Please put the entries below into a two-column CSV with the headers entry_text and answer, one row per entry. Wrap each field in double quotes and replace any line breaks inside it with spaces.

(Entries for pointing at named objects)

◆ ◆ ◆ ◆ ◆ ◆ ◆

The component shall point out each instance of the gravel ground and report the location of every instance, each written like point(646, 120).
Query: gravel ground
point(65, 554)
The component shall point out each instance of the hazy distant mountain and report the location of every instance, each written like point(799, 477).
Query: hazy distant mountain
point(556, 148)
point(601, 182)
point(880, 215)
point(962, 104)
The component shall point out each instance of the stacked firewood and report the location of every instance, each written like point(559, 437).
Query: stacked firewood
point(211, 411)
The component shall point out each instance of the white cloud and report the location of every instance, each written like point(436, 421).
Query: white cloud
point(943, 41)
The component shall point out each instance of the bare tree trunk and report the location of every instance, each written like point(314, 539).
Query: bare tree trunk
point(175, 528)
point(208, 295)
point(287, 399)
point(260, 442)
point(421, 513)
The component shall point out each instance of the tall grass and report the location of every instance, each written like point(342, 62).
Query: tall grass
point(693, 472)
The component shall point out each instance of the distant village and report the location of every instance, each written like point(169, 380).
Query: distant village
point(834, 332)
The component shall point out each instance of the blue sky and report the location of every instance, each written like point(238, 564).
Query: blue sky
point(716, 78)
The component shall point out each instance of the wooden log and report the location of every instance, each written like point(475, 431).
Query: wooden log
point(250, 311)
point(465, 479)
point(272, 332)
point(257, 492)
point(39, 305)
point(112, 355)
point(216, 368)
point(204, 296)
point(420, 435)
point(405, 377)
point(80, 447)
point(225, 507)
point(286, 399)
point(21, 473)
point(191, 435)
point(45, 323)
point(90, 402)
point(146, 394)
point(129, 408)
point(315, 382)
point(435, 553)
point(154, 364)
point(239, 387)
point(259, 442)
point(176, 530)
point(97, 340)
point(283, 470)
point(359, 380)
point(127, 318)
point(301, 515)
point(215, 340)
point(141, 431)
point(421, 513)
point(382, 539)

◆ ◆ ◆ ◆ ◆ ◆ ◆

| Reply to the task |
entry_text,answer
"The component shall point out each instance of the gravel ground and report the location of every instance, each written like point(646, 120). Query: gravel ground","point(65, 554)"
"The component shall point out each instance of the hazy distant mountain and report the location of every instance, each written like point(799, 477). Query: hazy distant mountain","point(556, 148) point(601, 182) point(880, 215) point(962, 104)"
"The component shall point out each instance of the stacked firewood and report the location of every instance, each written like point(559, 437). Query: stacked firewood","point(211, 411)"
"The component shall point out each instance of the white cloud and report the location of every instance, each written like point(436, 421). Query: white cloud","point(943, 41)"
"The component shall point out each instance of the bare tree trunk and report the location of every instance, each written like point(314, 539). Query: bare tree trunk","point(175, 528) point(208, 295) point(287, 399) point(260, 442) point(421, 513)"
"The component shall point out each instance of the tall grass and report the location of every instance, each written like point(342, 62). Query: tall grass","point(693, 472)"
"The component shall point out each instance of the distant village and report the location of every instance, each written like point(169, 380). Query: distant village","point(834, 332)"
"The component shall point out each instance of the blue sky and report the location of every instance, each written like point(238, 564). Query: blue sky","point(716, 78)"
"The component shall point out each instance of the wooden log and report the location of every instance, each written like point(475, 431). Query: wooden log","point(250, 311) point(465, 479) point(272, 332) point(257, 492) point(39, 305) point(112, 355) point(216, 368) point(204, 296) point(420, 435) point(405, 377) point(80, 447) point(225, 507) point(286, 399) point(21, 473) point(191, 435) point(45, 323) point(90, 402) point(146, 394) point(129, 408) point(315, 382) point(435, 553) point(154, 364) point(239, 387) point(259, 442) point(176, 530) point(97, 340) point(283, 470) point(359, 380) point(127, 318) point(301, 515) point(215, 340) point(141, 431) point(421, 513) point(382, 539)"